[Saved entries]
• • • •

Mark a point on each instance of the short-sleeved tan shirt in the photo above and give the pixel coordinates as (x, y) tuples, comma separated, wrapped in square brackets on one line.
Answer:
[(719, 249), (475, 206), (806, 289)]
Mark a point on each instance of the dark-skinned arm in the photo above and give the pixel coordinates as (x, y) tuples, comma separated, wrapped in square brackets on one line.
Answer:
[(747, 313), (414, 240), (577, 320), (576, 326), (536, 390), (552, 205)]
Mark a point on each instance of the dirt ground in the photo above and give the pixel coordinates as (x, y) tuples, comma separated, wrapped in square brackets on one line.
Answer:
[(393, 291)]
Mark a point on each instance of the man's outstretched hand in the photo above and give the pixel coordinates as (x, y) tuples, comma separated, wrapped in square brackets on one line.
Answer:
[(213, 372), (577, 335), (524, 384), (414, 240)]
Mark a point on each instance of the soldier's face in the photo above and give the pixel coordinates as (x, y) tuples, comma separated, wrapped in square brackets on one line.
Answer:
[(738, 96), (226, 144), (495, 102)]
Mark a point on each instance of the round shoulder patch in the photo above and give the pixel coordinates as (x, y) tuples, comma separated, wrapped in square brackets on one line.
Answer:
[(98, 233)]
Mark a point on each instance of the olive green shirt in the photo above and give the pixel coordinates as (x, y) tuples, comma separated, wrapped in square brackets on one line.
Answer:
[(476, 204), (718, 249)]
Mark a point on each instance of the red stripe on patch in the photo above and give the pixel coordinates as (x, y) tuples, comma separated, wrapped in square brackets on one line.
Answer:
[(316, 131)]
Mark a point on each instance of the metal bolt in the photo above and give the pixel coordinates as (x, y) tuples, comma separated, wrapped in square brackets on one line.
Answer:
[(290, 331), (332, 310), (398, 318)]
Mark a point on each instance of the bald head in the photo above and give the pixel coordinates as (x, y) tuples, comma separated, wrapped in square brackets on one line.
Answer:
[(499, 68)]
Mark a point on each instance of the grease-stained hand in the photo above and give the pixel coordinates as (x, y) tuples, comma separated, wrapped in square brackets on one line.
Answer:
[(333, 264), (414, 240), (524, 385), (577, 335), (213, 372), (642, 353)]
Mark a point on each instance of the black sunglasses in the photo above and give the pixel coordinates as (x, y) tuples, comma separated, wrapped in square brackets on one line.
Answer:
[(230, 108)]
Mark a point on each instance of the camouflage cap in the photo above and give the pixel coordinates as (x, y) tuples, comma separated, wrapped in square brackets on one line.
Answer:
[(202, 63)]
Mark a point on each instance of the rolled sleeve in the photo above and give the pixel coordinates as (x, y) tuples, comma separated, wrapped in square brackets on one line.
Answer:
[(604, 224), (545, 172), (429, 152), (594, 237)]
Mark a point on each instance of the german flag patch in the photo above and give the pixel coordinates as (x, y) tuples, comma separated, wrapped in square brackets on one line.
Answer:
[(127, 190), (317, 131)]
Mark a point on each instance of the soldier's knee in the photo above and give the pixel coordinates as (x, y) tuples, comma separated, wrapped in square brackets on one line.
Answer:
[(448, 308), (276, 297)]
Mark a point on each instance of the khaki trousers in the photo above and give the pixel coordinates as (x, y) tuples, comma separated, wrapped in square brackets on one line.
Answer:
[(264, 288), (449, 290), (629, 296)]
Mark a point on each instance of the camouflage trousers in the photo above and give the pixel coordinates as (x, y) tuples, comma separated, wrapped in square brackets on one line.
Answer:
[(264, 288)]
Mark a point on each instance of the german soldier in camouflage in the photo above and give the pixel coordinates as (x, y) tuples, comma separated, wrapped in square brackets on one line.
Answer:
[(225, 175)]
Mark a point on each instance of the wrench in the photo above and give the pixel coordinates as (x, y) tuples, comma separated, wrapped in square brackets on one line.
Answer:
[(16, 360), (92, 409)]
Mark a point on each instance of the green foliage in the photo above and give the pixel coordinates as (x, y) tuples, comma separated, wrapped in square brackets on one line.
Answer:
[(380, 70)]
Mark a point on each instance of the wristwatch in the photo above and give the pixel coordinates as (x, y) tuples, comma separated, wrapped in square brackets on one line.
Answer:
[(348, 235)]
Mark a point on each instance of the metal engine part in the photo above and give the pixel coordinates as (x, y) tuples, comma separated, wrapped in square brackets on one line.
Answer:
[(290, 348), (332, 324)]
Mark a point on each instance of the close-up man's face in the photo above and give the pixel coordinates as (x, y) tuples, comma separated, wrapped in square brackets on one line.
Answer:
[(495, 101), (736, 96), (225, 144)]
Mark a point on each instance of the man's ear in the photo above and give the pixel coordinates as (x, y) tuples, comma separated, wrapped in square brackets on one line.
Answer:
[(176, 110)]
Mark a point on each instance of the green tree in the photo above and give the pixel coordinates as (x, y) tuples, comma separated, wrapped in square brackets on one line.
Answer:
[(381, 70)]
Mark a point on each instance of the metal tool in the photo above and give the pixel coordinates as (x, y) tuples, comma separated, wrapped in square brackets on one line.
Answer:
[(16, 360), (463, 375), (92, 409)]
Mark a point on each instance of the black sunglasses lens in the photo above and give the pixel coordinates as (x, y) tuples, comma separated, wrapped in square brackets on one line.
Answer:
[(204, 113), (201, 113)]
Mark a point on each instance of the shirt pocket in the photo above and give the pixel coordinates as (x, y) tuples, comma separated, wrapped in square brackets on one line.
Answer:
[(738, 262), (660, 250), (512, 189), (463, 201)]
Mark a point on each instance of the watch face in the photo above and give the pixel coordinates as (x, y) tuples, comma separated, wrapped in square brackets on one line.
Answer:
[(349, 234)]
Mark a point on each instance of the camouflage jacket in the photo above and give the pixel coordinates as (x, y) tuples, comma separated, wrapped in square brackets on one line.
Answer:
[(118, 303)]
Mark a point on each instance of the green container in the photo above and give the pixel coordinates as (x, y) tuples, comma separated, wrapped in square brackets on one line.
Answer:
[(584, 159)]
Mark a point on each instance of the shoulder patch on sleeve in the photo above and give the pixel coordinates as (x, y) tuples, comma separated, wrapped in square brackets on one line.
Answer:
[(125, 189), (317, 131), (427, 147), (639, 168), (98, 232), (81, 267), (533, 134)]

• • • •

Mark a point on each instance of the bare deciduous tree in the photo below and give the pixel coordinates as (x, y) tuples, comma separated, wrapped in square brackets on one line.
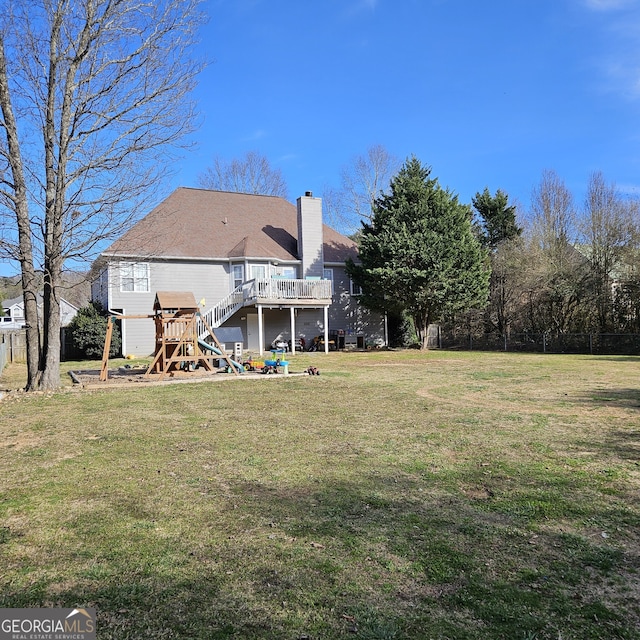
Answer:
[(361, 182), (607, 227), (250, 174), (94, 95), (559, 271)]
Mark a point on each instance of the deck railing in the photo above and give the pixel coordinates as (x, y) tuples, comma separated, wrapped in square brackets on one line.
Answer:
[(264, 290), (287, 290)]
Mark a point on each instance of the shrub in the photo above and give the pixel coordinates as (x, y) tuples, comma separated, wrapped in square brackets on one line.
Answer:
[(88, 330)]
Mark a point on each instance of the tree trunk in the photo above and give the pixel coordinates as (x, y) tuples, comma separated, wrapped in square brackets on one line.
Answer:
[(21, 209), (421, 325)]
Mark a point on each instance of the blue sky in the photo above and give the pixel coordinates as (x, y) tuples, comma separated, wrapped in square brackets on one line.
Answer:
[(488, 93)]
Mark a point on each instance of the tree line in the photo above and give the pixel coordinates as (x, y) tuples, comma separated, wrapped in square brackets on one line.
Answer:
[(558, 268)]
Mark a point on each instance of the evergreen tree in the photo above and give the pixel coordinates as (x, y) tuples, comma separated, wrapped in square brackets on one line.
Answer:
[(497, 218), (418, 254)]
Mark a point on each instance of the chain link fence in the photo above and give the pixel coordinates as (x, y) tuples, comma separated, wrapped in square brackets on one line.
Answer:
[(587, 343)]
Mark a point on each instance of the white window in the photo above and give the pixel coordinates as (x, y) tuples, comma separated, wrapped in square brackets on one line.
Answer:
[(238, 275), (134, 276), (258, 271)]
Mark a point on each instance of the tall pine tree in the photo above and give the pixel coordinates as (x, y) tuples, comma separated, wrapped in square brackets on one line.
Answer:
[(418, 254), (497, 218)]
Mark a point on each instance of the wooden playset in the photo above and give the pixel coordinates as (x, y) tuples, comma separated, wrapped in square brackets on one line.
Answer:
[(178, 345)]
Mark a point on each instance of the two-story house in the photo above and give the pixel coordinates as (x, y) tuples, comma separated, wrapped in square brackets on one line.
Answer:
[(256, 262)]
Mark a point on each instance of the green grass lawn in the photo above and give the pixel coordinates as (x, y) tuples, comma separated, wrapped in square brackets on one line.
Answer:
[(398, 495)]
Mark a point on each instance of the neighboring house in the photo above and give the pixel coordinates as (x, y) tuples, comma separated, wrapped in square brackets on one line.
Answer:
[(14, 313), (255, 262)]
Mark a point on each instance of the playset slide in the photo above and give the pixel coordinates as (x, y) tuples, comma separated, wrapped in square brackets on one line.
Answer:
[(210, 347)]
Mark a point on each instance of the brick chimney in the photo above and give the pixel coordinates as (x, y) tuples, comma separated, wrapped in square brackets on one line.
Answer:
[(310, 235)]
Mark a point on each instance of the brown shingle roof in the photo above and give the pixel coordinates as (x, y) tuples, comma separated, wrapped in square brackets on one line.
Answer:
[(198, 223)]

• • • •

The expected answer is every line in the data above that carries the string "playset".

Mark a point on each instance of the wooden playset in the photo above and give the pixel coordinates as (x, y) tuples, comma separated, wrapped in square brackets on one line.
Mark a point on each instance of the playset slide in the photo above and give the pixel coordinates as (x, y) tuples, comma separated, wrapped in square brackets on one line.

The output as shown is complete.